# Data supplied
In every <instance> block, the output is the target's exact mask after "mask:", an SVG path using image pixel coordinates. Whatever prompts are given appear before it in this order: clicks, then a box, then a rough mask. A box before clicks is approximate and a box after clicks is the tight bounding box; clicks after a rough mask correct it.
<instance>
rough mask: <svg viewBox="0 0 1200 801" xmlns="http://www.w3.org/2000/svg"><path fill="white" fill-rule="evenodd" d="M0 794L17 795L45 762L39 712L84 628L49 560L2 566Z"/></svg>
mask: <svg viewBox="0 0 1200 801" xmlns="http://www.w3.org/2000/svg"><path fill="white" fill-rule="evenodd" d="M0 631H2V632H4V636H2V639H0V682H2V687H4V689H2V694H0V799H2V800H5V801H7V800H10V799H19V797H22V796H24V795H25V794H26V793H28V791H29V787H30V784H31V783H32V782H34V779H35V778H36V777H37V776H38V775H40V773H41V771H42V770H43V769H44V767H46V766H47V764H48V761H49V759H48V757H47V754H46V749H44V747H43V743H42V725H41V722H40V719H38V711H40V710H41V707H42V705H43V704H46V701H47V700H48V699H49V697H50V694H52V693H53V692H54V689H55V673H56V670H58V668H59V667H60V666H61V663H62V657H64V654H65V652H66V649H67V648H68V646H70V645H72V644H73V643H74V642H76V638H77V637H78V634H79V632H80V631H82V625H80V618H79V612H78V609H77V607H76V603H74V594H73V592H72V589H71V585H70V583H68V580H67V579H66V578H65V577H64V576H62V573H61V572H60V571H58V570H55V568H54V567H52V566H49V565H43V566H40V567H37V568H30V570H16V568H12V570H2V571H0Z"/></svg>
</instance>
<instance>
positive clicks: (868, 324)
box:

# Work request
Rewrite all of the lines above, replacing every occurrence of "rough mask" with "coarse mask" and leaving everything else unchanged.

# Answer space
In every <instance> block, the output is the target's exact mask after "mask:", an SVG path using image pixel coordinates. Whatever prompts are given appear before it in this order: clicks, then a box, then a coarse mask. A box before clicks is approximate and a box after clicks is the tight bounding box; clicks after a coarse mask correct it.
<instance>
coarse mask: <svg viewBox="0 0 1200 801" xmlns="http://www.w3.org/2000/svg"><path fill="white" fill-rule="evenodd" d="M0 794L17 795L45 762L39 712L84 628L49 560L2 566Z"/></svg>
mask: <svg viewBox="0 0 1200 801" xmlns="http://www.w3.org/2000/svg"><path fill="white" fill-rule="evenodd" d="M0 631H2V632H4V636H2V639H0V682H2V687H4V689H2V694H0V799H2V800H5V801H7V800H10V799H19V797H22V796H24V795H25V794H26V793H28V791H29V787H30V784H31V783H32V782H34V779H35V778H36V777H37V776H38V775H40V773H41V771H42V770H43V769H44V767H46V766H47V764H48V761H49V759H48V757H47V754H46V749H44V747H43V743H42V725H41V722H40V719H38V711H40V710H41V707H42V705H43V704H46V701H47V700H48V699H49V697H50V694H52V693H53V692H54V689H55V673H56V670H58V668H59V667H60V666H61V663H62V657H64V654H65V652H66V649H67V648H68V646H70V645H72V644H73V643H74V642H76V638H77V637H78V634H79V632H80V631H82V625H80V618H79V612H78V609H77V607H76V603H74V594H73V592H72V589H71V585H70V583H68V580H67V579H66V578H65V577H64V576H62V573H61V572H60V571H58V570H55V568H54V567H52V566H49V565H43V566H40V567H37V568H30V570H16V568H12V570H2V571H0Z"/></svg>
</instance>
<instance>
positive clicks: (868, 324)
box:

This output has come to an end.